Work item:
Repeat exactly, and only, the lines of the entries below from the one with "INSTRUCTION = locate a point on each instance of the terracotta" through the one with "TARGET = hat chin strap", both ends included.

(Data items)
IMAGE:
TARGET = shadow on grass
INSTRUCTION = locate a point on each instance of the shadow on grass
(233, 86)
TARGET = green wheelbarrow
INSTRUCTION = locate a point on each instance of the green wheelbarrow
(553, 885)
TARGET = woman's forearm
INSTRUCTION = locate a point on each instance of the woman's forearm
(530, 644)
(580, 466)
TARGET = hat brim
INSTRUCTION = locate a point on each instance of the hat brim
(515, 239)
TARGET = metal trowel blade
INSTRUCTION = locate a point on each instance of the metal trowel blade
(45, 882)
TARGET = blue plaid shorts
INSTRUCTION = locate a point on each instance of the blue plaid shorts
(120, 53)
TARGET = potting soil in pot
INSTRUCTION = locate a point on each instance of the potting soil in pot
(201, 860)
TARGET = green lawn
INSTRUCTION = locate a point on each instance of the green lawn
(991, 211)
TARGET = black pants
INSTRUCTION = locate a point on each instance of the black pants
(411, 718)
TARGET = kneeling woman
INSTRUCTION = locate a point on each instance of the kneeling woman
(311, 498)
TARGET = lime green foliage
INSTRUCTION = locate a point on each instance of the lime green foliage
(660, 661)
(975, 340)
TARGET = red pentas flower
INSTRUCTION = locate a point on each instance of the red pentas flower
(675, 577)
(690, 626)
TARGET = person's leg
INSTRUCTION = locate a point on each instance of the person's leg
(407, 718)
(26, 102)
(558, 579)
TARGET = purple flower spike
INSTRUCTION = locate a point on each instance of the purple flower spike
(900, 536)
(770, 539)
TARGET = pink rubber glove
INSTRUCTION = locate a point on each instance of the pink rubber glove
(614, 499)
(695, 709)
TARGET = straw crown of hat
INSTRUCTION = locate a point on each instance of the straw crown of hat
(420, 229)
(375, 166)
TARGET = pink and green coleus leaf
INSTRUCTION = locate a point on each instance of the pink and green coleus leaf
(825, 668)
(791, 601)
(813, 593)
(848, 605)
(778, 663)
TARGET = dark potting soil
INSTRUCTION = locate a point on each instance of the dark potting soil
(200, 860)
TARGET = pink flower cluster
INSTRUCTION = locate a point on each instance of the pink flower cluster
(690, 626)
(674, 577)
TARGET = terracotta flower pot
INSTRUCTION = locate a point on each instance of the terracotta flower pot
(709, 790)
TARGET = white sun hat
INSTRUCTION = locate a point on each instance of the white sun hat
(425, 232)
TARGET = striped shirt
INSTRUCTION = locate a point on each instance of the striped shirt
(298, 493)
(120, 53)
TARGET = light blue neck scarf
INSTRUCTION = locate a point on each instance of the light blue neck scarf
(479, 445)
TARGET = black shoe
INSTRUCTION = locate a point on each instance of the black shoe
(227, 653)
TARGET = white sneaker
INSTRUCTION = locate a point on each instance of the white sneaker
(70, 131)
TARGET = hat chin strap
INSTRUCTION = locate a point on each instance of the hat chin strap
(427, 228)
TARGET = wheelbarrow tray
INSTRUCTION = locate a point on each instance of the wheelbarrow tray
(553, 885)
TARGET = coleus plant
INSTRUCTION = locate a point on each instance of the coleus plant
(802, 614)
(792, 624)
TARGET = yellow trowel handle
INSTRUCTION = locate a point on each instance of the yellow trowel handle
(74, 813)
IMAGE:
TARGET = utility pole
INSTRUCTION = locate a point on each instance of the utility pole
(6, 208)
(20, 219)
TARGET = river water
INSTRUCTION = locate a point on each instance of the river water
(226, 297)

Answer box:
INSTRUCTION = locate a point on each instance of the terracotta flower pot
(709, 790)
TARGET = white sun hat
INSTRUCTION = locate a point on each instance of the white sun hat
(425, 232)
TARGET = striped shirt
INSTRUCTION = locate a point on each instance of the striped shirt
(298, 493)
(120, 53)
TARGET = light blue neck scarf
INSTRUCTION = locate a point on each instance of the light blue neck scarf
(479, 445)
TARGET = black shoe
INSTRUCTION = locate a point on each instance of the black shoe
(227, 653)
TARGET = white sneaker
INSTRUCTION = locate a point on each instance of the white sneaker
(70, 131)
TARGET = hat chin strap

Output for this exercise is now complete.